■ WHAT IS EXPECTED: Please copy all of the data below line for line, changing nothing.

■ DATASET EXTRACT:
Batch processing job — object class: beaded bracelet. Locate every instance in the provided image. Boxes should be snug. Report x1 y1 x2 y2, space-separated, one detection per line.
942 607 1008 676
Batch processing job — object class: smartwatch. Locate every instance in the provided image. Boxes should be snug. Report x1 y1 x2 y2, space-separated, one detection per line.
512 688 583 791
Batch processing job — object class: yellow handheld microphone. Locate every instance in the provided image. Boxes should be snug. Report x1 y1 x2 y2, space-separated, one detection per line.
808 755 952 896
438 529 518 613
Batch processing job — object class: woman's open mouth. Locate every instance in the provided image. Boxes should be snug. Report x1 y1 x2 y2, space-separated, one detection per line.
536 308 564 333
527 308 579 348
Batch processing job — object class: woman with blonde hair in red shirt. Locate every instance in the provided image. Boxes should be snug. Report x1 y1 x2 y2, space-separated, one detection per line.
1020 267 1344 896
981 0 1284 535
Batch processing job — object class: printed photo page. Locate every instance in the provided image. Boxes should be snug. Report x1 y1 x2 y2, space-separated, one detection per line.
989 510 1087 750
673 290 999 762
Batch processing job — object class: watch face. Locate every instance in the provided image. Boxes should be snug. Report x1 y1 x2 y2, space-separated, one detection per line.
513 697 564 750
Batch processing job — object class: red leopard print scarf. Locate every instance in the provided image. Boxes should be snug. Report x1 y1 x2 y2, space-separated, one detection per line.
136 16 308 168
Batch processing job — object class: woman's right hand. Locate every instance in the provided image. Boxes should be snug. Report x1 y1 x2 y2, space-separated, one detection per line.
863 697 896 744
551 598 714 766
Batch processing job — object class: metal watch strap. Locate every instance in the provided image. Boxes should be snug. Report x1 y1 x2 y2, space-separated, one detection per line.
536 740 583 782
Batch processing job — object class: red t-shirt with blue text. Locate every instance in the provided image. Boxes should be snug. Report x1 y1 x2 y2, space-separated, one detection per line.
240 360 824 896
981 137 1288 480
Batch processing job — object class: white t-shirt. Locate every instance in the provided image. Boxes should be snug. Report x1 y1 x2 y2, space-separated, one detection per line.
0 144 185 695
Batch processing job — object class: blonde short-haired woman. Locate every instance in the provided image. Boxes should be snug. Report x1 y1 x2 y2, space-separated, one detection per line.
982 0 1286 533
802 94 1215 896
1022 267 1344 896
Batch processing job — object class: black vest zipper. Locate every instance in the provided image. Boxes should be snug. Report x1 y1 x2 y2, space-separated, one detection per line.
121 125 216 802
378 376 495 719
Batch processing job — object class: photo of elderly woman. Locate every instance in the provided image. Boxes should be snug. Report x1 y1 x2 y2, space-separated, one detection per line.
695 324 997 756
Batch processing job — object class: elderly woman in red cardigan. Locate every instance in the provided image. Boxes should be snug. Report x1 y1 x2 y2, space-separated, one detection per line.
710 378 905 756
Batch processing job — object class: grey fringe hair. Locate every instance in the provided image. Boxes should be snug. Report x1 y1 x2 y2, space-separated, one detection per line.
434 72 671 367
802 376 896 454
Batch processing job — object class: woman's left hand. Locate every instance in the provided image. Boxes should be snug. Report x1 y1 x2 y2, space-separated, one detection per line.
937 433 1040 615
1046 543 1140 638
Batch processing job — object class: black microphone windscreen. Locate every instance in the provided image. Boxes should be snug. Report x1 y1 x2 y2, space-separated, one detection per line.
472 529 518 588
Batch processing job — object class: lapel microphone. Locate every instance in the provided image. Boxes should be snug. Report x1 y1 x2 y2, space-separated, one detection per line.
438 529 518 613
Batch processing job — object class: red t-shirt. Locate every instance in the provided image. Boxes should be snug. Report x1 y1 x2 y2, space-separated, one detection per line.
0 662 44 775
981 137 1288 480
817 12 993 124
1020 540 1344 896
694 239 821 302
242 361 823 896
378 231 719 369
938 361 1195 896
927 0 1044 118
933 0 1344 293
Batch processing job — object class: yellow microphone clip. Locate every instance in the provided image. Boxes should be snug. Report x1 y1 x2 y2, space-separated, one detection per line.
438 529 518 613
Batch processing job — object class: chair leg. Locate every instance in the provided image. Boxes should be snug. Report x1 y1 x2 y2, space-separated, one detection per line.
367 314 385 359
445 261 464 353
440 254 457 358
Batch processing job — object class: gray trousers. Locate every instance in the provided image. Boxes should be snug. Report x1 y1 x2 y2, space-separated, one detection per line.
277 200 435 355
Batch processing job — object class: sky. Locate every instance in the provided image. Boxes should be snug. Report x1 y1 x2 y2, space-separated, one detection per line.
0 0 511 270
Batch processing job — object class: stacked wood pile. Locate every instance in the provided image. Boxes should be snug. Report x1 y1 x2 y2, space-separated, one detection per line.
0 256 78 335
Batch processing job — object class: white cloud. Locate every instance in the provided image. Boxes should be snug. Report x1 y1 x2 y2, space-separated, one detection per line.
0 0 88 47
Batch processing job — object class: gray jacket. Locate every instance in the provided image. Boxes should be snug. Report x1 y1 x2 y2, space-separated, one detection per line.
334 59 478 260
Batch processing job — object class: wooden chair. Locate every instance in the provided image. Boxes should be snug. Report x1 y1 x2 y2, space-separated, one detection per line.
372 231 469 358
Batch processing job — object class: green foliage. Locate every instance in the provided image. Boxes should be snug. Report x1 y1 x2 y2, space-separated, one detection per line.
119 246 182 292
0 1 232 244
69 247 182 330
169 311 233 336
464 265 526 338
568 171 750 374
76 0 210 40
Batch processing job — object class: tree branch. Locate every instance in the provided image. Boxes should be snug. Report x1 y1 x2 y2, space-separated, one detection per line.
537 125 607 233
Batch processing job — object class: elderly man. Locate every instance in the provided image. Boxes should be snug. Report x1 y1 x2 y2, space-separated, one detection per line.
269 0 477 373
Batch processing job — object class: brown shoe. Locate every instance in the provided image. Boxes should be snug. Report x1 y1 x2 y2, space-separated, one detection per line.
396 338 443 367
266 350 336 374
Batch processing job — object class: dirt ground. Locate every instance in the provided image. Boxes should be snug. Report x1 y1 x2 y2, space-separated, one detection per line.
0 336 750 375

■ COMPLETED TASK:
Batch processing job — object class: beaded bracelet. Locate every instance in the provided image. Boxes should be snug. Report x1 y1 x2 y2, space-separated, one detection per line.
942 607 1008 676
Batch processing job — object class: smartwatch. Locate every instance in the provided image. Boxes should be snug. Report x1 y1 x2 y2, space-separated, one detection per line.
512 688 583 791
Batch processing job — object class: yellow handheld microphone. Locate every instance in the provided image. Boxes should be snug. Report x1 y1 x2 y2, space-separated, one detection per line.
808 755 952 896
438 529 518 613
Batch processing job — object class: woman's open mouth. Locate every instance in the provided image. Boxes should be snug. Report x1 y1 x2 y2, space-separated, one detection per line.
536 308 564 333
527 308 579 348
Batch processing job — object class: woman with blonde hair in red shirt. Locate every instance in the provided image. Boxes should be snug. Report x1 y1 x2 y2, space-separated, one detection per line.
1020 267 1344 896
981 0 1284 535
Batch processing job — object class: printed photo page. Locate every instance in the provided image. Boxes should be snug. Report x1 y1 x2 y2, space-separated, one detection per line.
989 510 1087 750
673 290 999 762
Batch processing job — object class: watch face. Locate every instance in the provided image. Boxes should be snug. Report x1 y1 x2 y2, space-separated, one detection per line.
513 697 564 750
Batch processing job — object class: red leopard print scarf. Locate every instance in the provided image. Boxes should be snug. Report x1 y1 x2 y2, space-separated, one detection per line.
136 16 308 168
Batch processing job — object class: woman's right hand. Locate every instance in the provided image. Boxes should be snug. Report x1 y1 x2 y2, space-separated, one detection per line.
863 697 896 744
551 598 714 766
Batch processing job — object class: metal watch strap. Locate every instance in the provided image. Boxes should be snug. Report x1 y1 x2 y2, space-separated, one detection per line.
536 740 583 782
Batch processing job — object class: red t-shirt with blue text. Locate every instance in the provided image. Boxes should be snug. Report x1 y1 x2 y2, space-separated, one detection per line.
240 360 824 896
981 137 1288 480
Batch processing job — object class: white t-shirt. Locate every instance in the provided image. Boxes should be snug. Report x1 y1 x2 y2, space-separated, one detection per line.
0 144 185 695
Batch processing job — object class: blonde short-haired woman. Locate every instance in the provided image. Boxes should be snug. Report x1 y1 x2 y2, space-separated, one detection per line.
982 0 1286 533
802 94 1215 896
1022 267 1344 896
Batch processing job — object class: black vest zipper. Locate every instance in the provided image. Boxes should be snug. Report x1 y1 x2 y2, space-separated, one detection per line.
121 125 216 802
378 376 495 719
Batch processing job — object class: photo of elderly woman. Locate every instance in the provided image. Boxes should be snug. Report x1 y1 x2 y2, space-separated, one detection per line.
695 324 997 756
Batch processing job — object class: elderly woman in red cardigan. Locate every instance in the provided image. Boxes should be snug. Report x1 y1 x2 y2, space-separated, one detection per line.
710 378 905 756
Batch processing job — object class: grey fringe hair. Locate every instance in the provided image. Boxes should be snug. Report x1 y1 x2 y2, space-separated, one detection per line.
434 72 671 367
802 376 896 454
Batch processing job — object class: woman's left hand. Locate every instance in the provided image. Boxes should be snug. Report x1 y1 x2 y2, space-separated, one detection per line.
937 433 1040 615
1046 543 1140 638
Batch processing job — object class: black microphone windscreen. Locate every instance in the provided image. Boxes should be snug. Report x1 y1 x2 y2, space-separated, one detection per line.
472 529 518 588
Batch processing job — object class: lapel microphone. Locate every instance in the provided image. Boxes should be snug. Report x1 y1 x2 y2, space-separated, one detection per line.
438 529 518 613
Batch processing job — object class: red t-shirt. Locate every instance in the provided image. Boxes should be snug. Report x1 y1 x2 y2, space-separated, one detection per line.
0 662 44 775
981 137 1288 480
817 12 993 124
1020 540 1344 896
694 239 821 302
242 361 823 896
378 231 719 369
938 361 1195 896
927 0 1044 118
933 0 1344 293
Batch processing job — object class: yellow microphone clip. Locate every instance in the provided image. Boxes should be snug. Report x1 y1 x2 y2, space-separated, one detection per line.
438 529 518 613
Batch processing job — object class: chair leg. Locate every instance in the provided image. Boxes should be snug. Report x1 y1 x2 y2, space-separated, one detection per line.
367 314 385 359
445 261 464 353
440 254 457 358
Batch processing job — object class: gray trousers. Locate every instance in the provided image. Boxes should be snug. Report x1 y1 x2 y2, space-separated, one detection per line.
277 200 435 355
Batch processing job — object class: sky. Locate every instance in the provided image. Boxes should be snug. Report x1 y1 x2 y2, space-separated, one detection per line.
0 0 511 270
Batch processing job — object class: stacked wood pile. Locate every instance in the provided image. Boxes should be snug. Report x1 y1 x2 y2, space-separated, one detection per line.
0 256 78 335
Batch processing job — object class: white cloud. Locate every instance in the provided image. Boxes should be snug. Report x1 y1 x2 y2, space-separated, one detection per line.
0 0 88 47
Batch processing job — object class: gray jacket. Locate every instance in the provided image. Boxes should be snug. Report x1 y1 x2 y2, space-separated, one detection per line.
334 59 478 260
Batch processing job — object class: wooden chair. Locate every instance in the provided image. Boxes should be snug. Report x1 y1 x2 y2, space-separated, one detection per line.
372 231 469 358
Batch processing job — object class: green foliage. Locate every instance in the provided image. Boxes should be snug. Report x1 y1 x2 y2, space-separated, one detection per line.
119 246 182 292
0 1 232 244
69 247 182 330
169 311 233 336
464 265 526 338
568 171 750 374
76 0 210 40
Batch processing job — object class: tree branch. Locate every instance in the provided image. Boxes should be snug. Report x1 y1 x2 y2, space-separated, one detection per line.
537 125 607 233
Batch processing job — object class: elderly man. Locate every instance in the provided image. Boxes should be snug. Report x1 y1 x2 y2, space-separated, one detection per line.
269 0 477 373
Batch processing job — object class: brown shoe. Locate every instance in the provided image. Boxes should be snug. Report x1 y1 x2 y2, space-separated, one detection per line.
396 338 443 367
266 350 336 374
Batch processing job — object class: dirt ground. Locate every instance in the provided image. Boxes should be snug. Report x1 y1 x2 y2, space-separated, one detection per line.
0 336 750 375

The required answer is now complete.